_依頼内容 A_
下の記録の最初から「pixel 111 217」を含む行まで、両端の行も入れて全部そのまま書き写してください。
-.-.-
先週からの風邪が長引いているのと、年末の仕事の忙しさでブログの更新が遅れてしまいました。皆さんは健康管理、時間管理ができていますか?この時期は難しいですよね。
ということで言い訳はこのくらいにして、先週の朝日杯フューチュリティステークスを振り返っていきたいと思います。
今回は、私の本命で、まさかの惨敗を喫したシュトラウスについて取り上げます。
レース展開
なんと、いきなり17番シュトラウスが出遅れ。早くも波乱の匂いがプンプンします。
やはり6番セットアップがハナを奪いにいきました。人気の8番ダノンマッキンリーも好スタートから思いのほか前目につけています。これに紅一点の5番タガノエルピーダ、9番クリーンエアが絡んで先団を形成。
勝った3番ジャンタルマンタルは五分のスタートからスッと中団の内側に馬を収めます。このあたりの馬の制御のしやすさ(いわゆる操縦性)が負けたシュトラウスとの決定的な差になりました。
今回2着に頑張った1番エコロヴァルツは先行争いに加わるかと思いきや、武豊騎手が思い切って最後方でレースを進めるという戦法に出ました。これもなかなか痺れる展開。
3コーナーに向かうところで、出遅れたシュトラウスが一気に加速して大外から先頭まで位置を上げてきました。なんという「自由奔放」「天真爛漫」なレースぶり。ファンになっちゃうじゃないか(笑)
3コーナーにかかるところでついに17番シュトラウスが逃げる6番セットアップに並びかける形となり、この2頭が一気にペースアップして隊列も縦長になります。
前半800mが46秒1を計測。後半800mが47秒7ですので、結果的にはハイペースだったということでしょう。前の週の阪神ジュベナイルフィリーズは前半800m46秒4、後半800m46秒2でしたので、単純にタイムだけで比較してはいけないのかもしれませんが、もしかすると阪神ジュベナイルフィリーズの方がレースのレベルが高かった可能性があります。
-.-.-
_依頼内容 B_
朝日杯フューチュリティステークスを振り返る文章を、最後の文のあとから続けて書いてください。
-.-.-
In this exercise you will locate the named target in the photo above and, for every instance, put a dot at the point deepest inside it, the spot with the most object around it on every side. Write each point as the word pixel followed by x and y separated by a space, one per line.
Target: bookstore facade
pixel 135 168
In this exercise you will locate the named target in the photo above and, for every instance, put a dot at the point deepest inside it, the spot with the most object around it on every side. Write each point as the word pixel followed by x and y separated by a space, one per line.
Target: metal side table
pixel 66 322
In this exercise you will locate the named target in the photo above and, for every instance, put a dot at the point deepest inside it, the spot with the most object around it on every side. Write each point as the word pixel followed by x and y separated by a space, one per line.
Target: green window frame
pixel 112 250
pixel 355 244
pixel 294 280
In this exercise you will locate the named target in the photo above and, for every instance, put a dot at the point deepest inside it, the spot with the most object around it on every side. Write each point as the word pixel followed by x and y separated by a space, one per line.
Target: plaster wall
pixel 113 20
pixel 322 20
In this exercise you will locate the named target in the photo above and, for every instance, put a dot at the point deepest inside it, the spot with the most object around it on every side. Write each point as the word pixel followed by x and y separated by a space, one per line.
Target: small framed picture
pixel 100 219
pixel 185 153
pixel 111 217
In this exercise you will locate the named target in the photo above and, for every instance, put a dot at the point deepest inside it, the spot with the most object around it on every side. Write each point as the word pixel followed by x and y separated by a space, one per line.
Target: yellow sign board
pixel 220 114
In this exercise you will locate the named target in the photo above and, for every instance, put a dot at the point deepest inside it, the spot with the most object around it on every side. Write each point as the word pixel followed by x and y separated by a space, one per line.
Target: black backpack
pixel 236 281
-.-.-
_回答結果 A_
In this exercise you will locate the named target in the photo above and, for every instance, put a dot at the point deepest inside it, the spot with the most object around it on every side. Write each point as the word pixel followed by x and y separated by a space, one per line.
Target: bookstore facade
pixel 135 168
In this exercise you will locate the named target in the photo above and, for every instance, put a dot at the point deepest inside it, the spot with the most object around it on every side. Write each point as the word pixel followed by x and y separated by a space, one per line.
Target: metal side table
pixel 66 322
In this exercise you will locate the named target in the photo above and, for every instance, put a dot at the point deepest inside it, the spot with the most object around it on every side. Write each point as the word pixel followed by x and y separated by a space, one per line.
Target: green window frame
pixel 112 250
pixel 355 244
pixel 294 280
In this exercise you will locate the named target in the photo above and, for every instance, put a dot at the point deepest inside it, the spot with the most object around it on every side. Write each point as the word pixel followed by x and y separated by a space, one per line.
Target: plaster wall
pixel 113 20
pixel 322 20
In this exercise you will locate the named target in the photo above and, for every instance, put a dot at the point deepest inside it, the spot with the most object around it on every side. Write each point as the word pixel followed by x and y separated by a space, one per line.
Target: small framed picture
pixel 100 219
pixel 185 153
pixel 111 217

_回答結果 B_
3〜4コーナーの中間ではシュトラウスがさらにペースを上げて単独で先頭に立ちました。3番ジャンタルマンタルは変わらず中団の内でジッとしています。1番エコロヴァルツも最後方で脚を溜めていました。
スタートは良かったものの、後でモタモタしていた14番ジューンテイクがここで大外から一気にまくっていきました。
4コーナーにかかる頃には17番シュトラウスと6番セットアップのペースがガクッと落ちたのか馬群がギュッと固まる形に。3番ジャンタルマンタルはここから内ラチ沿いをスルスルと抜け出して一気にポジションを上げていきました。
大外から14番ジューンテイクがまくって上がっていく中、1番エコロヴァルツと武豊騎手はまだ最後方でジッとしています。
最後の直線に向くと、シュトラウスの脚はパタっと止まってしまい、ズルズルと後方に後退していきます。代わりに、最内から抜け出したジャンタルマンタルが早くも先頭に。エコロヴァルツはようやくここで大外に出すアクションをとりましたが、まだ最後方です。
抜け出した3番ジャンタルマンタルは後続を突き放してセーフティリード。そして、最内をスルスルと抜け出した4番サトミノキラリが気付かないうちに2番手まで上がっていました。3番手まで上がった8番ダノンマッキンリーは思いのほか脚色が良くありません。
残り200mで外から5番タガノエルピーダ、14番ジューンテイク、12番タガノデュードが一気に前の馬に迫ります。そして、ここで大外に出した1番エコロヴァルツが一気に加速して末脚を爆発させます。
早めに抜け出したジャンタルマンタルは流石に最後は脚が止まってしまいましたが、リードを保って1着でゴール。エコロヴァルツは惜しくも届かなかったものの、直線だけで15頭をごぼう抜きして2着に追い込みました。
3着にはなんとキャリア1戦の牝馬タガノエルピーダが入り、続いて追い込んだジューンテイク、タガノデュードが4着、5着に入ってともに大健闘。
セットアップ7着、ダノンマッキンリー8着、シュトラウス10着と人気馬、素質馬が惨敗するという波乱の結果となりました。
レース映像はこちらからどうぞ。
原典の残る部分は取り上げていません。